Each line from the one with "Locate the bare" to the final line of the data must be reproduced exactly, and no other line may appear.

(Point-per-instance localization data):
■ ■ ■ ■

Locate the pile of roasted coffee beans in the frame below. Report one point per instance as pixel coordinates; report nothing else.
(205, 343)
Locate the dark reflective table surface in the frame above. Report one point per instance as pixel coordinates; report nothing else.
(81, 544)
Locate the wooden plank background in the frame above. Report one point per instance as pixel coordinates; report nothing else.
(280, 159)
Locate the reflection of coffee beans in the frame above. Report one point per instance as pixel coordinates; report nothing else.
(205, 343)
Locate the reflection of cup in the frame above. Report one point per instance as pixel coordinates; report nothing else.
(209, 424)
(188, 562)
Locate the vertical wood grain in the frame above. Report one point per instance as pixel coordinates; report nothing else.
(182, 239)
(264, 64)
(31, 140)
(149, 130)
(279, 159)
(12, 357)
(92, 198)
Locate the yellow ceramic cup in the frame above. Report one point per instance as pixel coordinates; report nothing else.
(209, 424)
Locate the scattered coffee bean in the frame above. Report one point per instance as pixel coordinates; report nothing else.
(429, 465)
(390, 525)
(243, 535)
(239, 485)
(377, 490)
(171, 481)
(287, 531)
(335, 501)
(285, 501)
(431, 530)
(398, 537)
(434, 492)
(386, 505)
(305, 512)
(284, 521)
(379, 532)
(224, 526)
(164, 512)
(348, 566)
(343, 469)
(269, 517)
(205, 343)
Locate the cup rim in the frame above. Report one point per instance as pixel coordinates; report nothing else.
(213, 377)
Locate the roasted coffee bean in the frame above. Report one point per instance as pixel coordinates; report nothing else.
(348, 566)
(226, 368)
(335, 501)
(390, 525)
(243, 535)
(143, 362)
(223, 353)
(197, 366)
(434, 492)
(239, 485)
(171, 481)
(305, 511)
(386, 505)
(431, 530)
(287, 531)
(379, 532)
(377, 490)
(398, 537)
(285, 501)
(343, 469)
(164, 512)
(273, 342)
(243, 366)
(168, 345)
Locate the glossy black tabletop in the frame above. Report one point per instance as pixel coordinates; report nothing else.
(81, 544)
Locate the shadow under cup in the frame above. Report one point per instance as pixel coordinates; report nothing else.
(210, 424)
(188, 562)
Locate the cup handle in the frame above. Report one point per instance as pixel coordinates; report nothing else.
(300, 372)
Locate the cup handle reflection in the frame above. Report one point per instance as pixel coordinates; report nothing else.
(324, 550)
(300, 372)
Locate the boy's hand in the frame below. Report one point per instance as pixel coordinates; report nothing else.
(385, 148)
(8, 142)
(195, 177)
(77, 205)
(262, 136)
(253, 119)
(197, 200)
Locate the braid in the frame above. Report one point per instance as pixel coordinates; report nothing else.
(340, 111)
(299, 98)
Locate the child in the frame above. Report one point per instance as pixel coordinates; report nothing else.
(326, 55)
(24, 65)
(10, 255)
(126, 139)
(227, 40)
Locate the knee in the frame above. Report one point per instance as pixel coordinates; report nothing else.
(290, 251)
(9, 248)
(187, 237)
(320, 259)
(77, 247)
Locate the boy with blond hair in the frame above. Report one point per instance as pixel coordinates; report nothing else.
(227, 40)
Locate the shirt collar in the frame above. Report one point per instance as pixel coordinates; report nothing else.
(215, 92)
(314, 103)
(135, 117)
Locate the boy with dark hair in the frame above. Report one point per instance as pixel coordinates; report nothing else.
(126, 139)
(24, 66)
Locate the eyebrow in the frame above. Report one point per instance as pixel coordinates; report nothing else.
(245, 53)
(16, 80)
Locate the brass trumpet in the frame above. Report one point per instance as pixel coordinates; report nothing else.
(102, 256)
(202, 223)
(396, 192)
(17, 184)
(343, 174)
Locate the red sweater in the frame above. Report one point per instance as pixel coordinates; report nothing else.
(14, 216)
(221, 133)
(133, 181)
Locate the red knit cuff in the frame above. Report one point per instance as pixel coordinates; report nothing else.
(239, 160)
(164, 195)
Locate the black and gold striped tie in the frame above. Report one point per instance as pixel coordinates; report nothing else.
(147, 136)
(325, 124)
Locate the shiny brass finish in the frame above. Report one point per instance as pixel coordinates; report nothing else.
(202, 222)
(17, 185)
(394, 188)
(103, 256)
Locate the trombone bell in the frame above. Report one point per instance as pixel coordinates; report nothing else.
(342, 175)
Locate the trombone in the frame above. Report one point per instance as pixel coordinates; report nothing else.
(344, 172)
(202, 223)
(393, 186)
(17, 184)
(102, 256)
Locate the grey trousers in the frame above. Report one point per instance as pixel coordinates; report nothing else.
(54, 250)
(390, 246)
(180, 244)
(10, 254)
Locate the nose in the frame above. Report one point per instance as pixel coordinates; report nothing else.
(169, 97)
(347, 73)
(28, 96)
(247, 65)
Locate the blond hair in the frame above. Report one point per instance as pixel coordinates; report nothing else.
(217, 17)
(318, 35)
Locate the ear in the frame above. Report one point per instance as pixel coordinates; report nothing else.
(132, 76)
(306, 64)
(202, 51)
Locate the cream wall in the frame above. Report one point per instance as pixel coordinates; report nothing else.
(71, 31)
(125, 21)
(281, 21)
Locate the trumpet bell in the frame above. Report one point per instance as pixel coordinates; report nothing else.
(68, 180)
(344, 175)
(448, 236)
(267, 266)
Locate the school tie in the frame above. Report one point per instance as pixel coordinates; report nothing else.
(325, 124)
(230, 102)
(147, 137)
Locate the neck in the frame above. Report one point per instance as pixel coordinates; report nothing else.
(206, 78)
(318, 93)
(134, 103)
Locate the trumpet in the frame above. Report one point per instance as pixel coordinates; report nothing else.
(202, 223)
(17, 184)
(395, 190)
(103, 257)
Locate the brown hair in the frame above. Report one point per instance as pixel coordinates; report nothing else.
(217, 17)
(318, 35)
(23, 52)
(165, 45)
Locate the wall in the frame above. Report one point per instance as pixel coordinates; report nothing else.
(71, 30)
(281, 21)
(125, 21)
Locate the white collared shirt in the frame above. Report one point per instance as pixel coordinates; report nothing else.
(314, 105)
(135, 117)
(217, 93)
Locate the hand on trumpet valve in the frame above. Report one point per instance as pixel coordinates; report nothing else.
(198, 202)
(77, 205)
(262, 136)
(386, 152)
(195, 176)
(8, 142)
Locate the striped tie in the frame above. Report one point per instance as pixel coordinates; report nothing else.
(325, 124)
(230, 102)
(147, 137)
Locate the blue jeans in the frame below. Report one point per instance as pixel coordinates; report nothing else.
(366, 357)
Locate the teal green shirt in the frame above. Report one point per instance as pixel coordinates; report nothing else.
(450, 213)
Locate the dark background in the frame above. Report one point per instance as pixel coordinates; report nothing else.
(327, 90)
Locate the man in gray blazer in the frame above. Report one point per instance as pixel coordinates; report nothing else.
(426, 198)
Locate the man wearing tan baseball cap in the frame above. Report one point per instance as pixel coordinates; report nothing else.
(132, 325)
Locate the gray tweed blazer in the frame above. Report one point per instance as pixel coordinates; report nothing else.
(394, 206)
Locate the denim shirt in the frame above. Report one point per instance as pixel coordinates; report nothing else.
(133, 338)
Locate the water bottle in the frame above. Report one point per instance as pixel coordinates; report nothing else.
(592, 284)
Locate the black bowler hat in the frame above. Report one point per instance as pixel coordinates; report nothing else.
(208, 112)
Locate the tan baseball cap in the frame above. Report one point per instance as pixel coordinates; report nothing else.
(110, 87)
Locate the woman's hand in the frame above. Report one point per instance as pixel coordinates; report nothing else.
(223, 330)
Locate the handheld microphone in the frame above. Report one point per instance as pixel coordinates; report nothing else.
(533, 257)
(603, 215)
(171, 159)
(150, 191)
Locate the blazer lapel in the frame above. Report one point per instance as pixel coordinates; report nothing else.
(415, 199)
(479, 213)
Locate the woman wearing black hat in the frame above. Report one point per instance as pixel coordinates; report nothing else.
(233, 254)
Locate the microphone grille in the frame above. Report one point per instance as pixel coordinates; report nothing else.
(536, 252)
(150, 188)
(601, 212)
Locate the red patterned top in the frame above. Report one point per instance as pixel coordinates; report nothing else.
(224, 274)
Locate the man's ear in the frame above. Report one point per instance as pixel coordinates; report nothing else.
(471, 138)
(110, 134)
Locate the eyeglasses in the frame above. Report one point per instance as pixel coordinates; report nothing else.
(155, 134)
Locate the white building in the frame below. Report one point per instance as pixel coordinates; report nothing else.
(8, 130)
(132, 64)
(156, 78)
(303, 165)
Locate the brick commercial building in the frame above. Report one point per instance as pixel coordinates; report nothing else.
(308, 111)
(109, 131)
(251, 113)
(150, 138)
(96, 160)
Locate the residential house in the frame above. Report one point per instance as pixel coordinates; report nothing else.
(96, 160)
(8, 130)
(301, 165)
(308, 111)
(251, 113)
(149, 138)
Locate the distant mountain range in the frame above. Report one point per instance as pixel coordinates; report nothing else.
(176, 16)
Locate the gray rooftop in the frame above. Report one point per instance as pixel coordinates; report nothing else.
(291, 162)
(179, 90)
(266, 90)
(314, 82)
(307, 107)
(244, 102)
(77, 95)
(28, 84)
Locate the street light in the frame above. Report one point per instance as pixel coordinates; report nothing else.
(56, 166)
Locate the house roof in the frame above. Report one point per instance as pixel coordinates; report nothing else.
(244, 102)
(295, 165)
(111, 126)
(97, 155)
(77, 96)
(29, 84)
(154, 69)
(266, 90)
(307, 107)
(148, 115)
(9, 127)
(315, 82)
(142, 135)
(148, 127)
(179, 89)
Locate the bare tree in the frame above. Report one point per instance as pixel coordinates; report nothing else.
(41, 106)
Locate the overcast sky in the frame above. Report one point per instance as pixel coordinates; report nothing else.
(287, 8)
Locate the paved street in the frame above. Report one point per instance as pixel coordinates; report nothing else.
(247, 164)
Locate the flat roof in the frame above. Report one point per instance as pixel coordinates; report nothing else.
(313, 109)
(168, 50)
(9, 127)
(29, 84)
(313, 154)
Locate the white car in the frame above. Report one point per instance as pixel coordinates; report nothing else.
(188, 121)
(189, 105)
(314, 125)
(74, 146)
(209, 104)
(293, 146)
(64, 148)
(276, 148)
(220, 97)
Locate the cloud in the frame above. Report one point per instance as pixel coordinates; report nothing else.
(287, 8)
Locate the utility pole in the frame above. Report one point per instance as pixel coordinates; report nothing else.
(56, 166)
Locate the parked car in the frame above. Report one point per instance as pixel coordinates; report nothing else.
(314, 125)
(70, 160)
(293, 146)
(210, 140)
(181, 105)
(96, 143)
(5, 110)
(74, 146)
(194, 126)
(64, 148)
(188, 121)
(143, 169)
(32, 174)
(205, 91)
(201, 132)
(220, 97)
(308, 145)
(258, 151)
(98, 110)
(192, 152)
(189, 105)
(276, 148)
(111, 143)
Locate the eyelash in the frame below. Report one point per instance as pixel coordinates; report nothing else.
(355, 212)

■ ■ ■ ■

(Reply):
Locate the bare tree in the frame above. Report one point per instance as pixel coordinates; report nothing else.
(41, 106)
Locate the overcast sky in the frame above. Report one point per instance as pixel coordinates; report nothing else.
(287, 8)
Locate the paved street in the frame above. Report one point per instance as pixel coordinates; report nothing else.
(247, 164)
Locate the flat roof in the frame above. Report one point per instance as pixel coordinates; report nothing else.
(313, 109)
(168, 50)
(9, 127)
(29, 84)
(313, 154)
Locate the white car in the frame above. Report one point per instance as pixel coordinates; report nothing else.
(188, 121)
(189, 105)
(314, 125)
(74, 146)
(209, 104)
(293, 146)
(64, 148)
(276, 148)
(220, 97)
Locate the cloud in the frame above. Report one point per instance as pixel coordinates; report nothing else.
(287, 8)
Locate the utility pole in the frame above. Report one point per instance as pixel coordinates; report nothing else.
(56, 166)
Locate the parked car in the frame above. Report one point per instance as pixel coordinates; report nothing else.
(314, 125)
(70, 160)
(293, 146)
(210, 140)
(181, 105)
(96, 143)
(5, 110)
(74, 146)
(194, 126)
(64, 148)
(188, 121)
(143, 169)
(32, 174)
(205, 91)
(201, 132)
(220, 97)
(308, 145)
(258, 151)
(98, 110)
(192, 152)
(189, 105)
(276, 148)
(111, 143)
Locate the eyelash in the frame below. Report one point per instance as pixel coordinates; report nothing else.
(355, 212)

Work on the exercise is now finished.